■ **Records for processing**:
▼▼▼

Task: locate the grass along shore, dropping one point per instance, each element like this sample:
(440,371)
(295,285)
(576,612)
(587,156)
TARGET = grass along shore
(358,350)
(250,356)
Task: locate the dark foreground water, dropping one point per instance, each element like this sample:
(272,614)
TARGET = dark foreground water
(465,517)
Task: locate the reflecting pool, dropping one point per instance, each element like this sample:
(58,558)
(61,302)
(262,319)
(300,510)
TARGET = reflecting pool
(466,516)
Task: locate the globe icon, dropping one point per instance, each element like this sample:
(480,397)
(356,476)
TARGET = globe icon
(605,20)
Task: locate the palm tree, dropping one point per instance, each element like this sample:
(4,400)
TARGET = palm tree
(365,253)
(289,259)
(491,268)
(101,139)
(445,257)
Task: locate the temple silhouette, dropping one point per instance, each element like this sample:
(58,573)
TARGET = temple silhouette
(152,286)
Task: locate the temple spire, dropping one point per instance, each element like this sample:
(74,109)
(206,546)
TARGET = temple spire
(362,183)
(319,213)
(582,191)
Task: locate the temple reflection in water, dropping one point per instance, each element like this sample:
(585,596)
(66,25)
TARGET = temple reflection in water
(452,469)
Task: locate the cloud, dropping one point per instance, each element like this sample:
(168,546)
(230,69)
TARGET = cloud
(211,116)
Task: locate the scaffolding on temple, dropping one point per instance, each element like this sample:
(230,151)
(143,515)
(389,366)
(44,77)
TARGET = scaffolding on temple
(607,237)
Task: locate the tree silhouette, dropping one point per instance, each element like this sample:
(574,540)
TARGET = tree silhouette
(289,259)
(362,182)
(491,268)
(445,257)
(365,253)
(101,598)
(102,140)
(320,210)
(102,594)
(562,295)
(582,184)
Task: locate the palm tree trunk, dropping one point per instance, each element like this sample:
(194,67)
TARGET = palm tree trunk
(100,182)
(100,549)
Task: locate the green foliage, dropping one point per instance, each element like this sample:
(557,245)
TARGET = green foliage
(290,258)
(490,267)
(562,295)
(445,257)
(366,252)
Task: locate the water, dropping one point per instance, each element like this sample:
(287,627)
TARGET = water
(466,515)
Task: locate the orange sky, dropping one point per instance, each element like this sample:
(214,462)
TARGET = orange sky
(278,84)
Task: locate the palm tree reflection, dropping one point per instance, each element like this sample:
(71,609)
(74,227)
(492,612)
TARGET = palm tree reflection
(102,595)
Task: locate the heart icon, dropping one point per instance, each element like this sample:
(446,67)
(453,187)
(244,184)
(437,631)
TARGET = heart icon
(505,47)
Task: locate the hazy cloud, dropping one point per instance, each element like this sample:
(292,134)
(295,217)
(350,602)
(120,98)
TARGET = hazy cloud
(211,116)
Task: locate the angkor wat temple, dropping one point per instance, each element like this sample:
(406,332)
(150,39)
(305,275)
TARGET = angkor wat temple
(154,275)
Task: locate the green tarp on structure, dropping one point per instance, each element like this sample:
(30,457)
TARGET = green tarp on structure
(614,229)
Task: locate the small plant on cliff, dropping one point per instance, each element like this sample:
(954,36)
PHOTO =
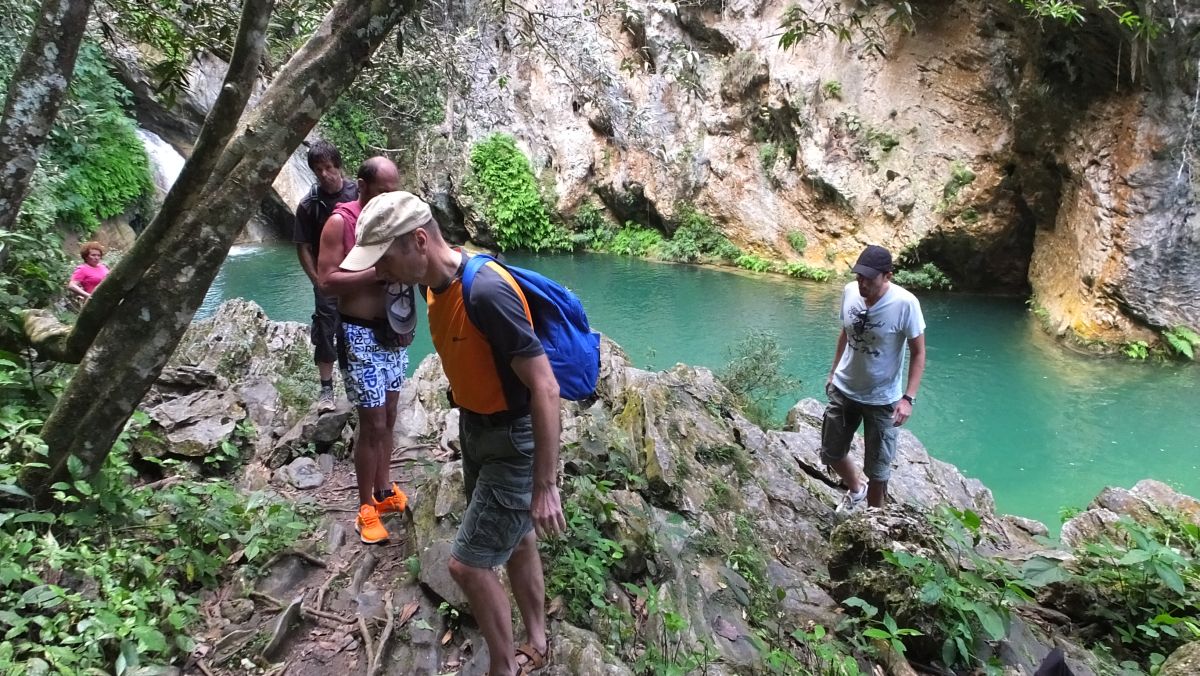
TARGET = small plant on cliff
(579,563)
(503,183)
(697,240)
(755,376)
(754,263)
(927,276)
(797,240)
(1146,579)
(1182,341)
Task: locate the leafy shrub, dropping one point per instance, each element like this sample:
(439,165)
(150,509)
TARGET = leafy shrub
(95,144)
(1182,341)
(797,240)
(754,263)
(507,187)
(767,155)
(805,271)
(634,240)
(1147,584)
(755,376)
(577,564)
(697,239)
(927,276)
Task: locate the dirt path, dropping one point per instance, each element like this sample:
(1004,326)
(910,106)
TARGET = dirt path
(336,606)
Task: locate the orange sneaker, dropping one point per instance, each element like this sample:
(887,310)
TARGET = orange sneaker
(396,502)
(369,527)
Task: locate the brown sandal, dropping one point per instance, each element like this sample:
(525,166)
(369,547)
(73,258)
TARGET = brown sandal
(534,660)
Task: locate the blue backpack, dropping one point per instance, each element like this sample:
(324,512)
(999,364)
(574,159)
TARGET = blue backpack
(561,324)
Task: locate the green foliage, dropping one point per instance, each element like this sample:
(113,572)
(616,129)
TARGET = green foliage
(797,240)
(960,177)
(847,24)
(109,576)
(768,153)
(1138,350)
(969,602)
(1182,341)
(805,271)
(697,239)
(755,377)
(663,635)
(634,240)
(885,629)
(754,263)
(1147,582)
(503,183)
(355,130)
(94,143)
(927,276)
(577,564)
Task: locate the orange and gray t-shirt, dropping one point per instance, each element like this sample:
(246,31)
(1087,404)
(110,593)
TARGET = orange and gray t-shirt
(478,359)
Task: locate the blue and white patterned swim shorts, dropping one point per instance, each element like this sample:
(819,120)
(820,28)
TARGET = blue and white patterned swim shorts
(371,370)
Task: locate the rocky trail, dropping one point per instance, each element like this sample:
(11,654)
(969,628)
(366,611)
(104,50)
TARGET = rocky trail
(335,605)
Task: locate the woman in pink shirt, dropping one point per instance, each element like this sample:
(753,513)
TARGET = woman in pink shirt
(88,276)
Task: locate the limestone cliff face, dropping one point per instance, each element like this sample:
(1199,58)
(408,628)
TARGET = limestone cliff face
(1014,156)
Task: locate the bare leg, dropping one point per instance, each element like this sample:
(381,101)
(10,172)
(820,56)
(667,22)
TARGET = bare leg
(529,588)
(492,611)
(849,473)
(876,492)
(366,452)
(385,443)
(325,370)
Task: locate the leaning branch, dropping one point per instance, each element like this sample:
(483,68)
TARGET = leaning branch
(219,127)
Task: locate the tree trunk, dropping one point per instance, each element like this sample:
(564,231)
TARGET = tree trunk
(35,95)
(142,331)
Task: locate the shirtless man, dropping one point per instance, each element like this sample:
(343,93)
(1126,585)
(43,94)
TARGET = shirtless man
(373,359)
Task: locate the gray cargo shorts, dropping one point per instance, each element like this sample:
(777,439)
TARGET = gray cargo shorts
(497,471)
(841,420)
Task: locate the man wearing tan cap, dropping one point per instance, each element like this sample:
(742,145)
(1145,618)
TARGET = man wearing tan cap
(508,398)
(372,358)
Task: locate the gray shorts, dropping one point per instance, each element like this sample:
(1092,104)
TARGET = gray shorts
(841,420)
(497,471)
(325,330)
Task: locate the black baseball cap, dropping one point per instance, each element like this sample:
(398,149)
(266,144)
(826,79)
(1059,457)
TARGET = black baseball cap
(873,262)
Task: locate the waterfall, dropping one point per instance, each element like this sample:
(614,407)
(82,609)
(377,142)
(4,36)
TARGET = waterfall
(165,161)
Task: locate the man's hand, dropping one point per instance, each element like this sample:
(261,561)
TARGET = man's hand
(547,512)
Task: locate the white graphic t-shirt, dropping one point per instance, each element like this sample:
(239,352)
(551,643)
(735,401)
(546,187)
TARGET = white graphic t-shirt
(870,368)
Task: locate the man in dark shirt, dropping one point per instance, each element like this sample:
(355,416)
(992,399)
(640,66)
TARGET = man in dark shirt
(509,419)
(330,190)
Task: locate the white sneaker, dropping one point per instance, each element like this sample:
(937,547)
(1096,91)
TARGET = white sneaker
(850,501)
(325,401)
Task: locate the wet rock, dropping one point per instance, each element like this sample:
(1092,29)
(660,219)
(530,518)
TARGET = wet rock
(238,610)
(315,431)
(262,401)
(283,576)
(579,651)
(301,473)
(282,628)
(325,464)
(193,425)
(1183,662)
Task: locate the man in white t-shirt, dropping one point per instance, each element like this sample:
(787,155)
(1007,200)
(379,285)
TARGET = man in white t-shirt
(864,386)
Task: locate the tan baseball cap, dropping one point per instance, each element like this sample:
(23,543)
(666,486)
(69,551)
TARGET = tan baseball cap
(384,219)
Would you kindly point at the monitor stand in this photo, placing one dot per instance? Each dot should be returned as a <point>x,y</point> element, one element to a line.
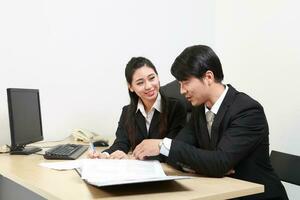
<point>22,150</point>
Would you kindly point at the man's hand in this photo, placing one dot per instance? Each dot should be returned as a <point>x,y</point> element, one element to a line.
<point>118,155</point>
<point>149,147</point>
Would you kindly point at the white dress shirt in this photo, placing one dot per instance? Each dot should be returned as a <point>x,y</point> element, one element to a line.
<point>148,116</point>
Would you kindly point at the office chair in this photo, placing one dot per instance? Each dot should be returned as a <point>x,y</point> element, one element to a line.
<point>172,89</point>
<point>286,166</point>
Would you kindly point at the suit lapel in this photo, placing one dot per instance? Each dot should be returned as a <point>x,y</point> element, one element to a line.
<point>140,120</point>
<point>205,140</point>
<point>228,100</point>
<point>153,131</point>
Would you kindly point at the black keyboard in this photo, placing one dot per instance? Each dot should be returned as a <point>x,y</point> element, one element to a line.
<point>65,152</point>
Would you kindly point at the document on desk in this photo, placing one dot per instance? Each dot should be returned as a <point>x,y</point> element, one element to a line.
<point>105,172</point>
<point>108,172</point>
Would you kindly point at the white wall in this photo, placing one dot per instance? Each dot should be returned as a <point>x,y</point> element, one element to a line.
<point>259,46</point>
<point>75,52</point>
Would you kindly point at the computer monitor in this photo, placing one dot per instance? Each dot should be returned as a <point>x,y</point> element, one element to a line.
<point>25,119</point>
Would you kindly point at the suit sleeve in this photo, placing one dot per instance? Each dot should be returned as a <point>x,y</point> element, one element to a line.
<point>245,131</point>
<point>121,142</point>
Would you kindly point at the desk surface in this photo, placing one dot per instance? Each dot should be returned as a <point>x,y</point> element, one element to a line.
<point>53,184</point>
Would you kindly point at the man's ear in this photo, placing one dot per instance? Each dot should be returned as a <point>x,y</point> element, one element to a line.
<point>210,77</point>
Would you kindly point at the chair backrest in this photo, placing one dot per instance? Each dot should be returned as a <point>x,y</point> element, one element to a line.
<point>172,89</point>
<point>286,166</point>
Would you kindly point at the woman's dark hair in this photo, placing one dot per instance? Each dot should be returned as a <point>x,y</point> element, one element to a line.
<point>130,122</point>
<point>195,61</point>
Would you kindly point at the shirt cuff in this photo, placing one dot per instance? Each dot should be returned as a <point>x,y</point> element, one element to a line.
<point>165,147</point>
<point>104,152</point>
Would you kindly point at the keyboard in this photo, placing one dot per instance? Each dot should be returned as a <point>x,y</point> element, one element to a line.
<point>65,152</point>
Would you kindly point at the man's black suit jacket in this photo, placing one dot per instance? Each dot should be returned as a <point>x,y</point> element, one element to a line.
<point>176,120</point>
<point>239,141</point>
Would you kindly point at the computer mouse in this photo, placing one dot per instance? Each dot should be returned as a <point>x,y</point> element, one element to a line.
<point>101,143</point>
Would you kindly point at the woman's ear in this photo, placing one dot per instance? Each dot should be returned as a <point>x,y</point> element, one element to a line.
<point>130,88</point>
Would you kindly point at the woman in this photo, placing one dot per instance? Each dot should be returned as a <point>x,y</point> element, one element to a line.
<point>150,114</point>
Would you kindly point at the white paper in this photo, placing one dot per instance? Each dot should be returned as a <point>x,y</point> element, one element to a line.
<point>105,170</point>
<point>63,165</point>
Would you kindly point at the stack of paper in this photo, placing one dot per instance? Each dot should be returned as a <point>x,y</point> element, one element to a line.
<point>105,172</point>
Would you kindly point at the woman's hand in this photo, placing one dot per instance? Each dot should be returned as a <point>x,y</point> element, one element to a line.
<point>95,154</point>
<point>118,155</point>
<point>148,147</point>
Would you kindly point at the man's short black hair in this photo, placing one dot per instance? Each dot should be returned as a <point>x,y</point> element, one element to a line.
<point>195,61</point>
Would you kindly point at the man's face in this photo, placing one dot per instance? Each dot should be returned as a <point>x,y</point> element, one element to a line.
<point>195,90</point>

▲▲▲

■ **Assignment**:
Set down, exactly as written, each line of the data from its opening line through the one containing "Task: locate the reflecting". Output nothing more.

■ **Output for this exercise**:
Task: locate the grass along shore, dropping one point per instance, each element like this sample:
(440,371)
(295,285)
(576,612)
(587,156)
TARGET = grass along shore
(358,350)
(250,356)
Task: locate the dark foreground water, dropping one point per instance, each element like this sample:
(272,614)
TARGET = dark foreground water
(465,517)
Task: locate the reflecting pool, dropping one point per instance, each element like this sample:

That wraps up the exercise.